WORK REQUIRED :: Repeat every line of the listing below exactly, minus the pictures.

RECORD EXTRACTS ::

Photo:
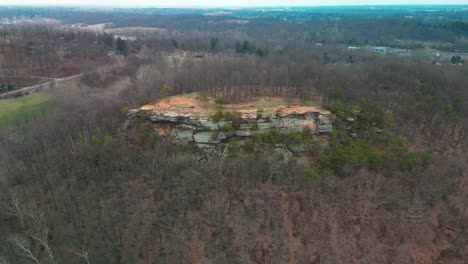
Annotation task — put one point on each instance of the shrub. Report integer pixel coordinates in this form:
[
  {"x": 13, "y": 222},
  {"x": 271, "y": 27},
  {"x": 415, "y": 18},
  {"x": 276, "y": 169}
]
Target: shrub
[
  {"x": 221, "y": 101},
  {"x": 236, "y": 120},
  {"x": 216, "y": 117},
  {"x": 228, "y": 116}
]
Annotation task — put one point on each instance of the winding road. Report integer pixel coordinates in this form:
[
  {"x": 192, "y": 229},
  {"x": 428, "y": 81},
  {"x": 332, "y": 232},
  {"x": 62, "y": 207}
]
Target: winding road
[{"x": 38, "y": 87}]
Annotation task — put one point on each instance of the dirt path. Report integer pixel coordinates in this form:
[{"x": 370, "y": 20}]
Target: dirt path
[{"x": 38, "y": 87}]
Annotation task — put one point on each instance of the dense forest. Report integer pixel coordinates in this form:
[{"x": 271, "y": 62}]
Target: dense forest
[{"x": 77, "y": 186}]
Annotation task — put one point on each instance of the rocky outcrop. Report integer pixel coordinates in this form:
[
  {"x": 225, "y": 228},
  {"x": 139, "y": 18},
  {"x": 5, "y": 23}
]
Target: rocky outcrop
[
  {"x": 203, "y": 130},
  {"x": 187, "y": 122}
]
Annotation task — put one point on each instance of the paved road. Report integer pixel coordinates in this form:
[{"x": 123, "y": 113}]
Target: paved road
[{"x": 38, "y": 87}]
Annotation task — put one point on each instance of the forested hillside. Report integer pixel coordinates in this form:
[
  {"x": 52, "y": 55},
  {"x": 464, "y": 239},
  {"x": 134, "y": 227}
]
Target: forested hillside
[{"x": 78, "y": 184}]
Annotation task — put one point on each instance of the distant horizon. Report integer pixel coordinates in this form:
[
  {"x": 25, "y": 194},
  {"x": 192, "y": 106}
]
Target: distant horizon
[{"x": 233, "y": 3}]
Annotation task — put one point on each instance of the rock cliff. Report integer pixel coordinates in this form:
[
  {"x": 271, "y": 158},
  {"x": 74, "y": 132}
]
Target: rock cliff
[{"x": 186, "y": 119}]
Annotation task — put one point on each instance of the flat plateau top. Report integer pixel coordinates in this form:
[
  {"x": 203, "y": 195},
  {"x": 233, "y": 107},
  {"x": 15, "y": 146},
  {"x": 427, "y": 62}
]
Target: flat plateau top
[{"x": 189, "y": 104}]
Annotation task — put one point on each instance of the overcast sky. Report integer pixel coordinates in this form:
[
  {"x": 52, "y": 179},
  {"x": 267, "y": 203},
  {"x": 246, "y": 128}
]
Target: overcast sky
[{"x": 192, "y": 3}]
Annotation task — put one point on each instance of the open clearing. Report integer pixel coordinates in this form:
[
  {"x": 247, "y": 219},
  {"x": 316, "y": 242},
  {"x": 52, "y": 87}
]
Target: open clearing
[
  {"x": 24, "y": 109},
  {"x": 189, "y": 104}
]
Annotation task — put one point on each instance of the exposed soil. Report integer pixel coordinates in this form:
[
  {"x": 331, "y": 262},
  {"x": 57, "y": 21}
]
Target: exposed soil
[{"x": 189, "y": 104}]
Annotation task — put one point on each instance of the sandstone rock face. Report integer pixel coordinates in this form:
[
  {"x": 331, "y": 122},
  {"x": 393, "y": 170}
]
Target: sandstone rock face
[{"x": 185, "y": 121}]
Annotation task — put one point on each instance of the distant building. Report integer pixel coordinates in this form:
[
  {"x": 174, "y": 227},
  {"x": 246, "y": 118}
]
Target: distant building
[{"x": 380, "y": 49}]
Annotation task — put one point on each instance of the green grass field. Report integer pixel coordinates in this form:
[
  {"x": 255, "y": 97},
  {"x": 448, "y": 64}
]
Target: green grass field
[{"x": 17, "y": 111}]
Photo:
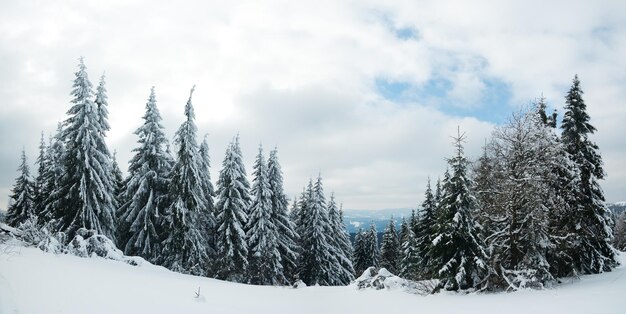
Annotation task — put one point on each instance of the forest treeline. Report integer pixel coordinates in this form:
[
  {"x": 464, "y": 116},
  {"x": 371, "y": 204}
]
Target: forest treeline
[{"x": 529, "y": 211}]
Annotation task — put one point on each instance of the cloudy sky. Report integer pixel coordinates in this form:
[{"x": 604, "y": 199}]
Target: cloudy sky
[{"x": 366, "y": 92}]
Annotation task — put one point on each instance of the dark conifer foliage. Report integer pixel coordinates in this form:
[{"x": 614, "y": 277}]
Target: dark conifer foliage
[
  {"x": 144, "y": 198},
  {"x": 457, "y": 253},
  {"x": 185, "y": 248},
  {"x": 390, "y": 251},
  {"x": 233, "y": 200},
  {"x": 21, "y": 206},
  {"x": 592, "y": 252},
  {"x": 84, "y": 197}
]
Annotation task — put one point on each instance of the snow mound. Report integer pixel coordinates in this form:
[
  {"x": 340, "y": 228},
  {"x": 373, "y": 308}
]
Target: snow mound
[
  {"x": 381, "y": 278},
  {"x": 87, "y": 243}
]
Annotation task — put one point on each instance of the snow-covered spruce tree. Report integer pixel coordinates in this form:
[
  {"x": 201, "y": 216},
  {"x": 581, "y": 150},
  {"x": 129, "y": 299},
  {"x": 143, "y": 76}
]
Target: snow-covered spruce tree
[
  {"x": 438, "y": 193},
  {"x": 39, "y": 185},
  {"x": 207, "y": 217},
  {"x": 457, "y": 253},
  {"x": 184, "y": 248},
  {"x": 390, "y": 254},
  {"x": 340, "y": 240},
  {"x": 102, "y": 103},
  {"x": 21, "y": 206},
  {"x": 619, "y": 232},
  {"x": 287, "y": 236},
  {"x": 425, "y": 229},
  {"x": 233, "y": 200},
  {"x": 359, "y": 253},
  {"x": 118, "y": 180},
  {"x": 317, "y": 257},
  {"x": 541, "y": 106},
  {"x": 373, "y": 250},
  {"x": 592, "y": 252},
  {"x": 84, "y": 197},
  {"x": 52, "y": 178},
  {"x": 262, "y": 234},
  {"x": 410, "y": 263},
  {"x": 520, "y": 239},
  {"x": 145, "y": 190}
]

RESULT ::
Photo:
Annotation task — put one point on each instance of the shrub. Report integer pixel coordinates in this form:
[
  {"x": 13, "y": 222},
  {"x": 271, "y": 27},
  {"x": 415, "y": 18},
  {"x": 276, "y": 169}
]
Target: shrub
[
  {"x": 221, "y": 101},
  {"x": 236, "y": 120},
  {"x": 216, "y": 117},
  {"x": 228, "y": 116}
]
Annotation task — put one point on each instance of the winding road. Report integer pixel coordinates in this form:
[
  {"x": 192, "y": 229},
  {"x": 428, "y": 81},
  {"x": 332, "y": 232},
  {"x": 62, "y": 207}
]
Target: winding road
[{"x": 38, "y": 87}]
Annotation task — put one point on each instance of the dirt path. Report integer pixel coordinates in this form:
[{"x": 370, "y": 20}]
Target: dirt path
[{"x": 38, "y": 87}]
Annotation task — put one point on each instance of the dense forest. Report integer pixel coordinates in this form:
[{"x": 271, "y": 62}]
Target: dense forest
[{"x": 77, "y": 186}]
Annotation task — put one point on each instance of the rocky outcrop. Report integer pixel coordinates in this form:
[
  {"x": 225, "y": 228},
  {"x": 139, "y": 18},
  {"x": 5, "y": 23}
]
Target: rocky outcrop
[
  {"x": 203, "y": 130},
  {"x": 187, "y": 122}
]
Annotation task — put one point on each instance of the paved road. Report integer pixel coordinates in this form:
[{"x": 123, "y": 113}]
Target: paved road
[{"x": 38, "y": 87}]
Annotation task — put one point on each instance of the forested hillside. Report integer pixel coordinates in this form:
[
  {"x": 52, "y": 55},
  {"x": 464, "y": 239},
  {"x": 134, "y": 227}
]
Target: forested hillside
[{"x": 78, "y": 184}]
Annotation task — put one point on each instance of the distant horizon. Report integer pixel coordinates in this form:
[
  {"x": 25, "y": 194},
  {"x": 192, "y": 106}
]
Target: distant horizon
[{"x": 233, "y": 3}]
Annotation task — put one point on each instance of the rock cliff. Report integer pixel coordinates in this form:
[
  {"x": 271, "y": 158},
  {"x": 74, "y": 132}
]
Target: rock cliff
[{"x": 186, "y": 119}]
Annotation task — put one point on each instance of the flat plateau top. Report integer pixel coordinates in this form:
[
  {"x": 203, "y": 195},
  {"x": 233, "y": 107},
  {"x": 15, "y": 146},
  {"x": 427, "y": 62}
]
Target: flat plateau top
[{"x": 189, "y": 104}]
Annotation task — put one point on each instance of the overcast sky. Report integer pixel coordinates in this form:
[
  {"x": 52, "y": 179},
  {"x": 267, "y": 203},
  {"x": 246, "y": 128}
]
Target: overcast sky
[{"x": 192, "y": 3}]
Annotation task — put one point on each instance of the open clearing. Report integer pixel coordinates in this form:
[
  {"x": 247, "y": 219},
  {"x": 316, "y": 242},
  {"x": 52, "y": 87}
]
Target: open clearing
[
  {"x": 24, "y": 109},
  {"x": 189, "y": 104}
]
Annotation task — put one point on each instance of the exposed soil. Report integer pixel coordinates in this form:
[
  {"x": 331, "y": 262},
  {"x": 57, "y": 21}
]
Target: exposed soil
[{"x": 189, "y": 104}]
Annotation task — put one point on each instance of the sandstone rock face. Report integer pixel coordinates in this form:
[
  {"x": 331, "y": 122},
  {"x": 393, "y": 170}
]
Target: sandstone rock face
[{"x": 185, "y": 121}]
Annotation task — put one point on each instance of the distant building. Report integer pixel coordinates in this form:
[
  {"x": 174, "y": 227},
  {"x": 246, "y": 118}
]
Target: distant building
[{"x": 380, "y": 49}]
Annotation task — put one point on each instance of the green grass field. Report integer pixel coordinates in this form:
[
  {"x": 255, "y": 97},
  {"x": 448, "y": 64}
]
Target: green grass field
[{"x": 17, "y": 111}]
Photo:
Annotation task — put one point on each instance of the forest treeline. Report integer pixel coordinates in this form:
[
  {"x": 464, "y": 116},
  {"x": 371, "y": 204}
]
Target: forest treeline
[{"x": 529, "y": 211}]
Annotation task — put one point on each instance of the cloudy sky. Report integer pixel coordinates in this form:
[{"x": 604, "y": 199}]
Target: cloudy sky
[{"x": 366, "y": 92}]
Annotation task — put one point on each instance of the dark conifer foliage. Report integer pixel coordinates in this form:
[{"x": 614, "y": 277}]
Target: dark conifer foliage
[
  {"x": 144, "y": 198},
  {"x": 457, "y": 253},
  {"x": 185, "y": 248},
  {"x": 390, "y": 251},
  {"x": 233, "y": 200},
  {"x": 21, "y": 206},
  {"x": 592, "y": 252},
  {"x": 84, "y": 197}
]
Annotation task — put one point on each instance of the snow mound. Report integer pixel coordinates in this form:
[
  {"x": 340, "y": 228},
  {"x": 373, "y": 308}
]
Target: snow mound
[
  {"x": 381, "y": 278},
  {"x": 87, "y": 243}
]
Annotation task — put one point on each instance of the snow-covered spruce tree. Report integer pixel coordinates in this form:
[
  {"x": 201, "y": 216},
  {"x": 581, "y": 150},
  {"x": 129, "y": 299},
  {"x": 143, "y": 76}
]
Target: snow-covered spruce tree
[
  {"x": 438, "y": 193},
  {"x": 39, "y": 185},
  {"x": 207, "y": 217},
  {"x": 457, "y": 253},
  {"x": 184, "y": 248},
  {"x": 390, "y": 254},
  {"x": 340, "y": 240},
  {"x": 102, "y": 103},
  {"x": 21, "y": 206},
  {"x": 619, "y": 232},
  {"x": 287, "y": 236},
  {"x": 425, "y": 229},
  {"x": 233, "y": 200},
  {"x": 359, "y": 253},
  {"x": 118, "y": 180},
  {"x": 317, "y": 257},
  {"x": 541, "y": 106},
  {"x": 373, "y": 250},
  {"x": 592, "y": 252},
  {"x": 84, "y": 197},
  {"x": 52, "y": 178},
  {"x": 262, "y": 234},
  {"x": 410, "y": 263},
  {"x": 520, "y": 239},
  {"x": 145, "y": 190}
]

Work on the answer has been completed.